**WORK ORDER:** Give back the records below verbatim, please, but without a single image.

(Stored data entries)
───
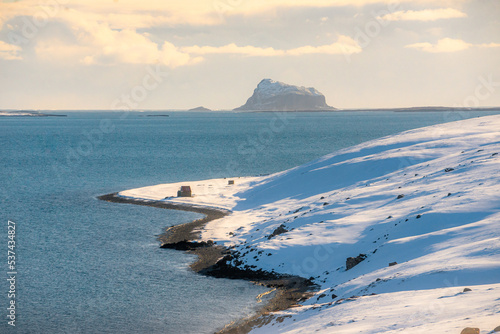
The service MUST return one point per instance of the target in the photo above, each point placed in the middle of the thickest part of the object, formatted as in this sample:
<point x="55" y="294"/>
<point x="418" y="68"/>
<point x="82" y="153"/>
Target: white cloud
<point x="449" y="45"/>
<point x="9" y="51"/>
<point x="97" y="43"/>
<point x="424" y="15"/>
<point x="344" y="45"/>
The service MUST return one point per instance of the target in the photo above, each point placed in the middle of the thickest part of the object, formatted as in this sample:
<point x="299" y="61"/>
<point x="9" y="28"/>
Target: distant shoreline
<point x="211" y="261"/>
<point x="407" y="109"/>
<point x="28" y="114"/>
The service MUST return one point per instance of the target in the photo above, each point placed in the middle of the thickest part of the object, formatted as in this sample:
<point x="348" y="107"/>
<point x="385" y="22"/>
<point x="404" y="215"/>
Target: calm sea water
<point x="87" y="266"/>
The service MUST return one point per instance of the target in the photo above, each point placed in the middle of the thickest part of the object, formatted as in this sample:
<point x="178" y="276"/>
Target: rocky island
<point x="273" y="95"/>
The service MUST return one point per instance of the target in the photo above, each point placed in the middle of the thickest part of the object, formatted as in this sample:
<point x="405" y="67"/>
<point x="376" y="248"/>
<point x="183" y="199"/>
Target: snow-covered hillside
<point x="419" y="212"/>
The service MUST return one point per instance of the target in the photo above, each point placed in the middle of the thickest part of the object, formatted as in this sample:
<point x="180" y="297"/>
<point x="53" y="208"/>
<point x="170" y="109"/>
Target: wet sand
<point x="211" y="261"/>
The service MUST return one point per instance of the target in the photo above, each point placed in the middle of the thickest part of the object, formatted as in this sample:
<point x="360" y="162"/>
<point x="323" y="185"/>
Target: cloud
<point x="449" y="45"/>
<point x="9" y="51"/>
<point x="424" y="15"/>
<point x="344" y="45"/>
<point x="97" y="43"/>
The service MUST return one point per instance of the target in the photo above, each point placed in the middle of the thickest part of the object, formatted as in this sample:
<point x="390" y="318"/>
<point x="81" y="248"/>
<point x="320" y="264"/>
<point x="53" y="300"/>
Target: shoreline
<point x="211" y="261"/>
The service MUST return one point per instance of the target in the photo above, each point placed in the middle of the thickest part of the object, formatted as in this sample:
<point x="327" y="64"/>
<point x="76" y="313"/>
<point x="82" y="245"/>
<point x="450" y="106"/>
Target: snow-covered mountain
<point x="273" y="95"/>
<point x="401" y="234"/>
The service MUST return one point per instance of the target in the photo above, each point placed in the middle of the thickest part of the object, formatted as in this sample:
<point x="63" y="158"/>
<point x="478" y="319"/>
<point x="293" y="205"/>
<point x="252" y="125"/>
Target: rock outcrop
<point x="273" y="95"/>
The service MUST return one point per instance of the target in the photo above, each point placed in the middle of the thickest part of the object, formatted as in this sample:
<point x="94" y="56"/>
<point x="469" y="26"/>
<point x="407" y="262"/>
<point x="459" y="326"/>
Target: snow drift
<point x="419" y="212"/>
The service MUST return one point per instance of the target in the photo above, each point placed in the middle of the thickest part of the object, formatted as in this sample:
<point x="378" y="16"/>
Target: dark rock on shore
<point x="354" y="261"/>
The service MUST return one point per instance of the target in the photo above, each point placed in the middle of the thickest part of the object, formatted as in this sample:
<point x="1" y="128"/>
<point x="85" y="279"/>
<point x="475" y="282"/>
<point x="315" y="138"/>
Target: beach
<point x="288" y="290"/>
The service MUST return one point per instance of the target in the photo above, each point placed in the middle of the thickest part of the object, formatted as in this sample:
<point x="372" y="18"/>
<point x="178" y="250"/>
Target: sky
<point x="181" y="54"/>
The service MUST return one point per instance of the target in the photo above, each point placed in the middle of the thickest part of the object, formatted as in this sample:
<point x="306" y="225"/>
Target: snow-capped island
<point x="273" y="95"/>
<point x="399" y="235"/>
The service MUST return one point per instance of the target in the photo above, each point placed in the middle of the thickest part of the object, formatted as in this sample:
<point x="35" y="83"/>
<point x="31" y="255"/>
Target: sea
<point x="70" y="263"/>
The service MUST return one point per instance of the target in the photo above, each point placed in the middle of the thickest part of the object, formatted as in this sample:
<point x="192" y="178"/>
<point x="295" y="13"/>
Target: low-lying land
───
**SOLUTION TO THIS EXERCISE:**
The service MUST return one point per instance of the target in the photo above, each point placed in the middle of the thickest part of the object, formatted as in this sample:
<point x="55" y="294"/>
<point x="418" y="68"/>
<point x="82" y="153"/>
Target: white cloud
<point x="449" y="45"/>
<point x="9" y="51"/>
<point x="97" y="43"/>
<point x="424" y="15"/>
<point x="344" y="45"/>
The service MUST return one point per instance of the target in the photo above, each point placed in the middle of the thickest part of the object, formatted as in this sample:
<point x="299" y="61"/>
<point x="9" y="28"/>
Target: distant shoreline
<point x="211" y="261"/>
<point x="407" y="109"/>
<point x="28" y="114"/>
The service MUST return one point per instance of the target in the photo above, each point placed in the middle of the thickest part of the object, formatted as in this sample:
<point x="348" y="107"/>
<point x="385" y="22"/>
<point x="404" y="215"/>
Target: calm sea water
<point x="87" y="266"/>
The service MUST return one point per instance of the target in the photo above, each point placed in the middle of the thickest part of the object, formatted as in this sample:
<point x="178" y="276"/>
Target: rocky island
<point x="273" y="95"/>
The service MUST return one point per instance of the target in the photo above, each point placed in the middle of the thickest part of the object, formatted as in this sample:
<point x="405" y="67"/>
<point x="376" y="248"/>
<point x="183" y="199"/>
Target: snow-covered hillside
<point x="419" y="212"/>
The service MUST return one point per instance of the target in the photo above, each point placed in the middle of the thickest part of the object, formatted as in this sample:
<point x="180" y="297"/>
<point x="53" y="208"/>
<point x="170" y="109"/>
Target: wet sand
<point x="211" y="261"/>
The service MUST return one point per instance of the target in the photo above, each point placed in the middle of the thickest part of the object, formatted as in this sample:
<point x="360" y="162"/>
<point x="323" y="185"/>
Target: cloud
<point x="449" y="45"/>
<point x="9" y="51"/>
<point x="424" y="15"/>
<point x="344" y="45"/>
<point x="97" y="43"/>
The service MUST return one point per instance of the target in the photo above, each point placed in the middle of the thickest part of the object, formatted as in this sample:
<point x="390" y="318"/>
<point x="81" y="248"/>
<point x="320" y="264"/>
<point x="53" y="300"/>
Target: shoreline
<point x="211" y="261"/>
The service MUST return one point per instance of the target in the photo above, each point placed in the middle of the thickest part of the object, formatted as in this sample:
<point x="327" y="64"/>
<point x="76" y="313"/>
<point x="82" y="245"/>
<point x="450" y="106"/>
Target: snow-covered mountain
<point x="273" y="95"/>
<point x="401" y="234"/>
The service MUST return one point per instance of the target in the photo above, each point placed in the middle of the thickest part of the object, formatted as in this sample:
<point x="63" y="158"/>
<point x="478" y="319"/>
<point x="293" y="205"/>
<point x="252" y="125"/>
Target: rock outcrop
<point x="273" y="95"/>
The service MUST return one point per instance of the target in the photo above, each point placed in the middle of the thickest part of the object, formatted as in this sample:
<point x="94" y="56"/>
<point x="469" y="26"/>
<point x="407" y="262"/>
<point x="459" y="326"/>
Target: snow drift
<point x="419" y="212"/>
The service MUST return one point per instance of the target in the photo above, each point placed in the middle of the thickest part of the object, formatted as in this sample:
<point x="378" y="16"/>
Target: dark rock on shore
<point x="354" y="261"/>
The service MUST return one point per instance of the target in the photo above, each point placed in the middle of the thickest part of the object, formatted as in this sample:
<point x="1" y="128"/>
<point x="85" y="279"/>
<point x="475" y="282"/>
<point x="315" y="138"/>
Target: beach
<point x="288" y="290"/>
The service MUST return one point per instance of the target in the photo above, each point placed in the middle of the thickest part of the object, formatted as in this sample:
<point x="372" y="18"/>
<point x="178" y="250"/>
Target: sky
<point x="181" y="54"/>
The service MUST return one point per instance of the target in the photo above, each point placed in the middle of the thickest part of the object, formatted as in this sample:
<point x="306" y="225"/>
Target: snow-capped island
<point x="273" y="95"/>
<point x="399" y="235"/>
The service MUST return one point per instance of the target in the photo above, each point placed in the middle of the thickest part of the object, formatted as in this sample:
<point x="35" y="83"/>
<point x="31" y="255"/>
Target: sea
<point x="70" y="263"/>
The service MUST return one point per instance of the target in the photo above, each point placed in the middle of the thickest part of the object, formatted as in this sample:
<point x="192" y="178"/>
<point x="295" y="13"/>
Target: low-lying land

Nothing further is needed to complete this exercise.